_THE REQUEST_
Reproduce every one of the entries below line for line, leaving out the pictures.

[START OF DATA IN THIS EXERCISE]

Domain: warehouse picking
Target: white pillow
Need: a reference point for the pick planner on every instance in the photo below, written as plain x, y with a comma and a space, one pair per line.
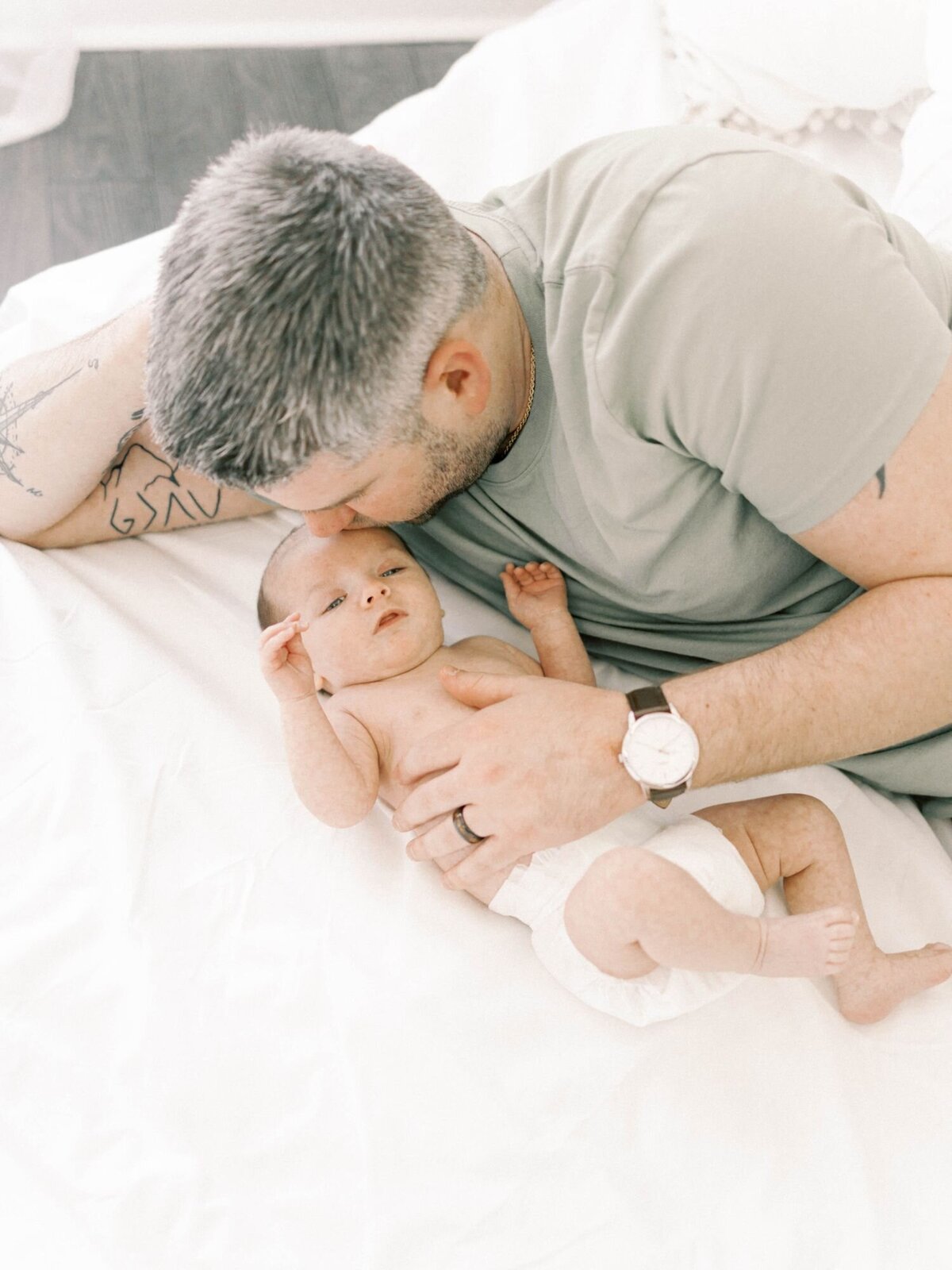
785, 67
924, 192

[END OF DATA IN THIS EXERCISE]

_EXERCISE OUTPUT_
Domain: warehouse picking
Target: white pillow
Need: a reference point for the pick planner on every instance in the photo below, written as plain x, y with a comma and a space, one pair per line.
785, 67
924, 192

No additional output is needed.